Short exercise 1 -
Format the records as a numbered list with blank lines omitted, beginning at the line that contains "each like (1085,753)." and stopping after the final line of the records.

As we are receiving more and more issues, we are having more and more PR opened with dormant features that noone is using.

I propose that we integrate these PR into tqdm more quickly and easily than currently, but that we define clear guidelines before.

Essentially, I propose to codify the development process in 2 processes: a solid one for core tqdm, and a way more flexible and lenient for submodules.

Here are my ideas of some release guidelines:

  1. Tqdm core only accepts changes requiring no external module from pure python stdlib and having no or negligible impact on performance. So mostly bugfixes. All changes should be 100% branch covered by unit tests, and commented. Any other kind of change should go in a submodule. Indeed, the core is meant to be rock solid and as fast as a rocket.
  2. Any change to the core's API should be discussed carefully.
  3. Submodules extending tqdm core or any other tqdm module can implement anything, from new experimental features or support for third-party libraries like pandas, numpy, etc.
  4. There is a special development numbering for submodules based on maturity: alpha for experimental code without enough unit test, comment and/or feedback ; beta for well used module with commented code but without enough unit test ; stable for modules with commented code, 80% branch coverage unit tests and enough usage by a userbase (at least 10 users). The status should be written at the top of the class docstring.

To summary, the idea is that we lock the core (like we implicitly do currently but now explicitly with clear guidelines) to maintain the current quality (reliability, performance, API), but still allow new features to be developped quickly: the solution is to use abusively of submodules.

The great thing about submodules is that we don't really care if they are not really stable nor if they are unit tested: they are additional features, people may want to try them or not, it's up to them. But I think we should include them in tqdm public releases, this will allow to get more feedback and provide more quickly the public with new features.

Short exercise 2 -
Resume the proposal on tqdm development guidelines from the point where it stops.

[Named-object pointing records]
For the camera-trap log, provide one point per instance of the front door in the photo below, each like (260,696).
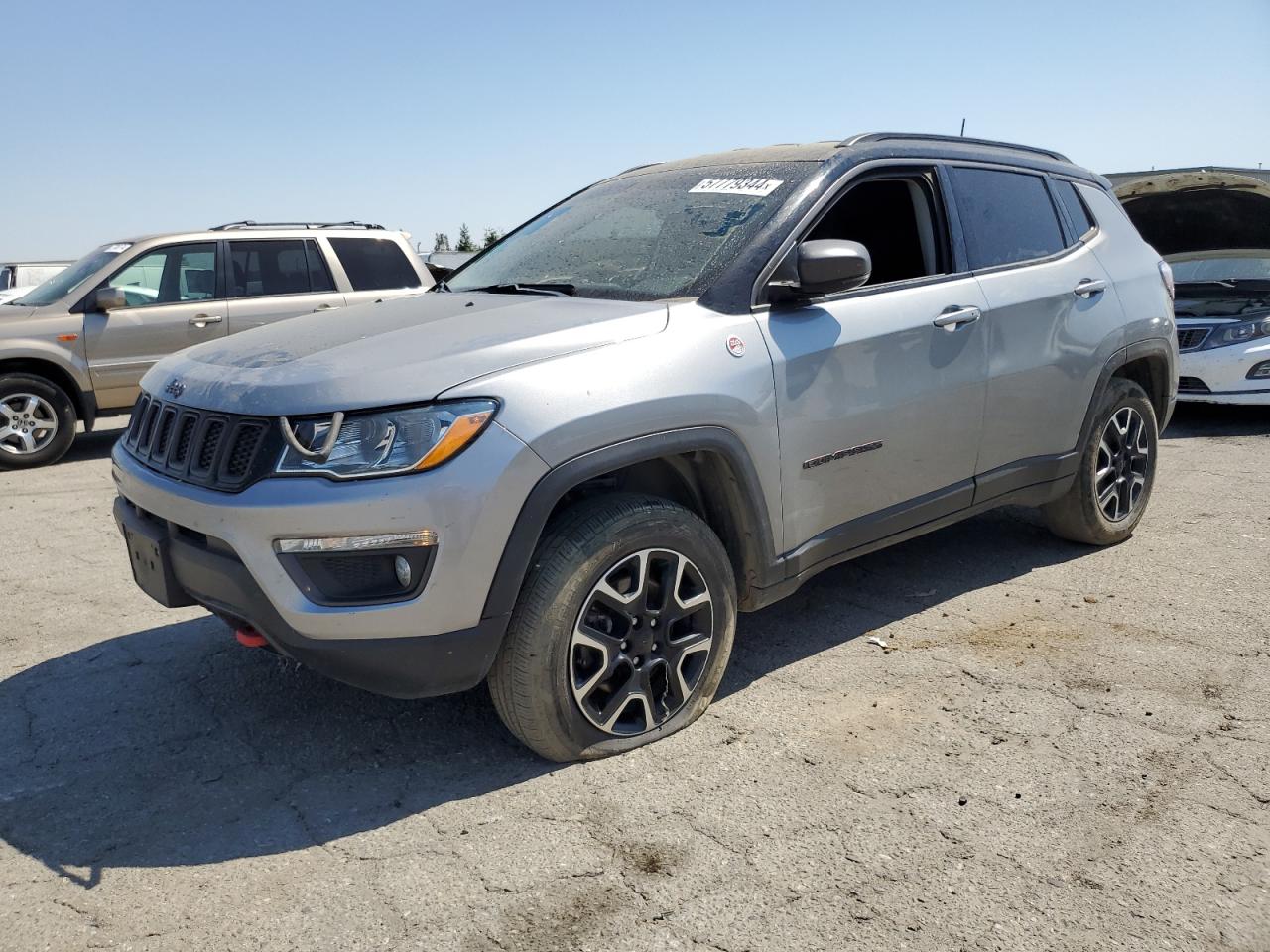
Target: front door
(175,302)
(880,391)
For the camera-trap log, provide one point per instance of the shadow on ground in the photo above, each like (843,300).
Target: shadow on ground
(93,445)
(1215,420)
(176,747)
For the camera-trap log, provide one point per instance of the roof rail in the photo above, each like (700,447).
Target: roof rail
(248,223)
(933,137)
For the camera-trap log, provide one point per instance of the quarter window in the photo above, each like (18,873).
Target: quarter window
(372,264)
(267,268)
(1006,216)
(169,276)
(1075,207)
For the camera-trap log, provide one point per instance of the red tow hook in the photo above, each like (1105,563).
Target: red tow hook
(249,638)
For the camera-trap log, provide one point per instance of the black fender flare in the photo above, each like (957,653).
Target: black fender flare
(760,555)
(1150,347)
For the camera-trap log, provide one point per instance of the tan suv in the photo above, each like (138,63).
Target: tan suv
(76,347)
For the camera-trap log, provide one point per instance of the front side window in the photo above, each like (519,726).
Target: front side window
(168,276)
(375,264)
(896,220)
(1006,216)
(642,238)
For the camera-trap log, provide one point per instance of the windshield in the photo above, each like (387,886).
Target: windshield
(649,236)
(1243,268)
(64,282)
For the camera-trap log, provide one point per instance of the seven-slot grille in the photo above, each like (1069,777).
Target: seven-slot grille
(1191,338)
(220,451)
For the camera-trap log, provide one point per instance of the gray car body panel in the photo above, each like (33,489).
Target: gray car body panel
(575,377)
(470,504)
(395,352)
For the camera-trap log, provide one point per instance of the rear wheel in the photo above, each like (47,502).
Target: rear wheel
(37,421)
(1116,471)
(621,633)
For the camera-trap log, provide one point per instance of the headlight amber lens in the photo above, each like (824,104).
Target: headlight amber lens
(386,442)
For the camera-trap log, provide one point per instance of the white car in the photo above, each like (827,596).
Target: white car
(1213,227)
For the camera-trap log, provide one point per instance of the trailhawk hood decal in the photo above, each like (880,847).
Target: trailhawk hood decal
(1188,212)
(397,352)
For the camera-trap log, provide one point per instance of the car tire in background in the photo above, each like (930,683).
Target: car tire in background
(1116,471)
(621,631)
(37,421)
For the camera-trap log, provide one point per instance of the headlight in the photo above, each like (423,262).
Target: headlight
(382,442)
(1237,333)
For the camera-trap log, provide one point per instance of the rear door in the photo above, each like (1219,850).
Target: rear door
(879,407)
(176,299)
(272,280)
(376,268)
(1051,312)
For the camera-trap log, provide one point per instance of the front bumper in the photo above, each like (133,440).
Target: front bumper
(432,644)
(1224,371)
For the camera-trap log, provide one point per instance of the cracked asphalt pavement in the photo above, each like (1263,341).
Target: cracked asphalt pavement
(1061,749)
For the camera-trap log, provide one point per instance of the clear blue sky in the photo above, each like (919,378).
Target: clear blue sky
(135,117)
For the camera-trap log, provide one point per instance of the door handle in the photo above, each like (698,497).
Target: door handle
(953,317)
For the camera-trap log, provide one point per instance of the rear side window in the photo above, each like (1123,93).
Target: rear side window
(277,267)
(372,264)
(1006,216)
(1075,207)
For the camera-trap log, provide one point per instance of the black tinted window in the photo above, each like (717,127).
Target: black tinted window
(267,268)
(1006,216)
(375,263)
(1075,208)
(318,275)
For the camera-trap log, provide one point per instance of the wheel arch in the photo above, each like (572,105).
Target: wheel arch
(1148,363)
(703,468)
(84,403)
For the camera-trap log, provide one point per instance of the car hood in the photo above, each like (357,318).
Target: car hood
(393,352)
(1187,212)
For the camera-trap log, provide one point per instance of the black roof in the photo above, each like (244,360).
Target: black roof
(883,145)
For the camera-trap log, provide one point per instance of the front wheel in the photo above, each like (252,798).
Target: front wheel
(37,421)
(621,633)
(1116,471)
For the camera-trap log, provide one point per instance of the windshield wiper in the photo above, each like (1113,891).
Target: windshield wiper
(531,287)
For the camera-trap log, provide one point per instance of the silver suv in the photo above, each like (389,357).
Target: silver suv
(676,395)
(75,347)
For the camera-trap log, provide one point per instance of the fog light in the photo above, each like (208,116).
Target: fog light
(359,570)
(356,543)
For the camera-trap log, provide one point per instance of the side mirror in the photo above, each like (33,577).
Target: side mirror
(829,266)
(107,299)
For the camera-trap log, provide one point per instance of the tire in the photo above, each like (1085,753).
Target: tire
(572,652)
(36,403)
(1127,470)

Written reply 1 -
1. For the camera-trap log, provide one point per instance of the tire in the photo above, each like (1085,753).
2. Target: tire
3. (572,652)
4. (36,403)
5. (1127,470)

Written reply 2 -
This will also allow us to more quickly develop new features as making unit tests is taking a lot of time, so we can focus on developing new features first, release them, then add unit tests for the popular submodules (instead of adding unit tests for every submodules even the ones that will maybe be removed in the future...).

The other advantage is that we could then more quickly close PR and issues, because currently we have lots of PR that are totally fine but they are not merged because they are not enough unit tested or just not perfect enough by our standards. But I think that our high standards are fine for tqdm core, but not for submodules: submodules are extensions and thus they should have a more flexible development process: add new modules, modify them, delete unused/deprecated ones, refine popular ones (unit test, better code, comments), etc.

In the end, we can rewrite the Readme and add a section about submodules with their respective maturity state and description, for example:

Submodules
-------------

`tqdm` is very extensible, several submodules are provided, with some being stable and some experimental (alpha, beta). Stable modules can be used in production code, experimental modules can change at any time or even be removed.

Here is a list of the available submodules, classified by maturity:

== Stable

=== tqdm_gui
GUI version of tqdm using matplotlib!
... submodule technical documentation here ...

=== tqdm_pandas
Use tqdm to compute/aggregate pandas series and dataframes.
... submodule technical documentation here ...

== Beta
Experimental modules that are routinely used but are not meeting the quality standards to be stable (80% branch coverage unit tests, thoroughly commented code, userbase).

=== tqdm_notebook
Progress bars for your IPython/Jupyter notebook!
... submodule technical documentation here ...

== Alpha
Very experimental modules that may change at any time or even be removed.

=== tqdm_regress
Use machine learning (polynomial regression) to better predict time!
... submodule technical documentation here ...

=== tqdm_custom
Nice fish-like animated bars for ASCII art lovers!
... submodule technical documentation here ...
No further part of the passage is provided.